RECORDS FOR THE TASK:
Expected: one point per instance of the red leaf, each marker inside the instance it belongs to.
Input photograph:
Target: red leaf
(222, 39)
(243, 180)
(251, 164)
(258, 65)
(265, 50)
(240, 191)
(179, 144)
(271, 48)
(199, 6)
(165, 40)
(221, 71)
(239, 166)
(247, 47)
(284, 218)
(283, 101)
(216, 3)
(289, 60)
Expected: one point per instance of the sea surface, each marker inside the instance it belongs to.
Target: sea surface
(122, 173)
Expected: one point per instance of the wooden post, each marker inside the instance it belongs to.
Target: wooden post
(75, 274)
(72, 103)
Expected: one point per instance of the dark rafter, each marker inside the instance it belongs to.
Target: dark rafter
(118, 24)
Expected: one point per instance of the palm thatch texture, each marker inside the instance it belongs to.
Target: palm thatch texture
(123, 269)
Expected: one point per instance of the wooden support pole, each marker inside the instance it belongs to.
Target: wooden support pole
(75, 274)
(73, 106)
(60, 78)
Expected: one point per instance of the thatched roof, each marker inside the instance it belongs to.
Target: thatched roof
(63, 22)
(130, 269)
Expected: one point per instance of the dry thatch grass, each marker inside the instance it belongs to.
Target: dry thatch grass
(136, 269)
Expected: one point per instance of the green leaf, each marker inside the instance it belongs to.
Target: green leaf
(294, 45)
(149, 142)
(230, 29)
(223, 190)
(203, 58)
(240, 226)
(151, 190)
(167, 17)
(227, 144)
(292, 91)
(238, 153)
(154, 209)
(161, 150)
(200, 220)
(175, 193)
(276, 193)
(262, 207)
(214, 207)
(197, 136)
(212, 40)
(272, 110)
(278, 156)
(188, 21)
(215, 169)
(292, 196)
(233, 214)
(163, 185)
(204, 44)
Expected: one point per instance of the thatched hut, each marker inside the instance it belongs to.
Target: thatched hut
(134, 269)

TASK GOAL: Please format every line of the items above as a numbered list, leaving out blank lines.

THE RESPONSE:
1. Expected: one point per instance of the red leaf, each marker inside the instance it belongs to.
2. Input photograph:
3. Target: red leaf
4. (222, 39)
5. (243, 180)
6. (251, 164)
7. (258, 65)
8. (265, 50)
9. (240, 191)
10. (179, 144)
11. (271, 48)
12. (199, 6)
13. (165, 40)
14. (221, 71)
15. (239, 166)
16. (247, 47)
17. (284, 218)
18. (283, 101)
19. (216, 3)
20. (289, 60)
21. Expected: one point per instance of the sea surface, each marker inside the instance it belongs to.
22. Target: sea surface
23. (122, 173)
24. Expected: one point per instance of the wooden post, each marker inside the instance it belongs to.
25. Target: wooden post
26. (75, 274)
27. (72, 103)
28. Expected: one point per instance of the dark rafter, each marker inside the instance it belongs to.
29. Target: dark rafter
30. (118, 24)
31. Expected: one point per instance of the palm thatch texture, each marker inside the instance it belongs to.
32. Target: palm thatch texture
33. (123, 269)
34. Expected: one point per instance of the wooden support pole, each marker inside the instance it belongs to.
35. Target: wooden support pole
36. (75, 274)
37. (73, 106)
38. (60, 78)
39. Expected: one point per instance of the thatched roof, each marker inside the instance it belongs to.
40. Target: thatched roof
41. (63, 22)
42. (130, 269)
43. Expected: one point per instance of the dry thatch grass, each marker inside the instance it belongs to.
44. Target: dry thatch grass
45. (136, 269)
46. Expected: one point per instance of the green leaf, each marker inside the instance it belongs to.
47. Target: green leaf
48. (294, 45)
49. (149, 142)
50. (230, 29)
51. (223, 190)
52. (203, 58)
53. (240, 226)
54. (151, 190)
55. (167, 17)
56. (227, 144)
57. (292, 91)
58. (238, 153)
59. (154, 209)
60. (161, 150)
61. (200, 220)
62. (175, 193)
63. (276, 193)
64. (262, 207)
65. (214, 207)
66. (197, 136)
67. (212, 40)
68. (272, 110)
69. (278, 156)
70. (188, 21)
71. (215, 169)
72. (292, 196)
73. (233, 214)
74. (163, 185)
75. (204, 44)
76. Expected: one point per instance of the thatched hut, each marker inside the instance it belongs to.
77. Target: thatched hut
78. (134, 269)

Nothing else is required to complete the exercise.